++++ Provided information ++++

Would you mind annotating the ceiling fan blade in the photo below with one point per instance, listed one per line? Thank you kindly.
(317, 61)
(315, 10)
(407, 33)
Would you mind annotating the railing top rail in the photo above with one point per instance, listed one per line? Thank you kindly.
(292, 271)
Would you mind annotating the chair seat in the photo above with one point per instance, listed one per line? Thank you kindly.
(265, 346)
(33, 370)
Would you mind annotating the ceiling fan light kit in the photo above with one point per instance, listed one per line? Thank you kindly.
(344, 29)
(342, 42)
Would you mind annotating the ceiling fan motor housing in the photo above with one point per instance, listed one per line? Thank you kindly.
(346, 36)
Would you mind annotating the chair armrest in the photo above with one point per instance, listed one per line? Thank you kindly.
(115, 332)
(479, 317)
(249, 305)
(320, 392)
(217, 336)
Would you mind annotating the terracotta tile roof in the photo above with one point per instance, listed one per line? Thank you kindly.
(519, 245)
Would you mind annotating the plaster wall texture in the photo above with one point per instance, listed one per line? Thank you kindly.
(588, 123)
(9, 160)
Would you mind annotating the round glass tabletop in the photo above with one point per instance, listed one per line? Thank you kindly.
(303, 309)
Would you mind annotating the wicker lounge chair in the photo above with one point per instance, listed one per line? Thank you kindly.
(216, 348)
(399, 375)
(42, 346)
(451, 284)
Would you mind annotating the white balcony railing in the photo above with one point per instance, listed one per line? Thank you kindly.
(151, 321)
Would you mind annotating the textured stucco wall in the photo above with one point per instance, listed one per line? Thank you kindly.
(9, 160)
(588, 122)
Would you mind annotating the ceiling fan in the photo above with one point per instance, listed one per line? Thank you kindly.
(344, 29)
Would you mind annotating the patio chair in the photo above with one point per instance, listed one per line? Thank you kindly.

++++

Exercise brief: Your reply must repeat the entries above exactly and in full.

Output:
Would you mind annotating the ceiling fan blade in the photo below with one point per instance, listed one per line? Thank you kindly.
(317, 61)
(315, 10)
(407, 33)
Would you mind annotating the railing top rail in the photo above with one point per instance, listed one per line? Thank you kindly.
(292, 271)
Would you mind annotating the chair seat in the photo above with one point per instance, listed one per line? Thank you kindly.
(265, 346)
(33, 370)
Would you mind annotating the ceiling fan light kit in the photo above with one point per instance, listed one per line? Thank you kindly.
(344, 29)
(342, 42)
Would you mind annotating the ceiling fan motor housing in the photo above with one point per instance, listed one per line? Thank you kindly.
(346, 36)
Would you mind annotating the chair armrest in the photo above with one point per instance, listed one per line? Thank you kindly.
(115, 332)
(479, 317)
(249, 305)
(320, 392)
(217, 336)
Would you mind annotating the terracotta tile roof in the photo above with one point per instance, listed one per line? Thank you kindly.
(519, 245)
Would you mind annotating the plaster wall texture in the photo above with one point per instance, listed one per line? Thank you kindly.
(588, 123)
(9, 160)
Would you mind annotating the round glass tabletop in the photo above with one point per instance, listed one per line? Thank you kindly.
(303, 309)
Would you mind annotating the wicker lounge chair in the photo above with one point per instance, listed one per line? Thank you kindly.
(216, 348)
(399, 375)
(42, 346)
(451, 284)
Would you mind annotating the white balcony railing in the photo above with one point per instance, listed one per line? Thank you kindly.
(151, 321)
Would you mind annotating the textured stucco wall in the photo above with one point per instance, listed one per line? Thank you kindly.
(9, 160)
(588, 122)
Would you mind annotating the ceiling fan in the photo above with one point per instance, listed one per line? Thank you kindly.
(344, 29)
Would you mind annotating the patio chair in the photo above with one point per instance, listed one per line? Thank you kindly.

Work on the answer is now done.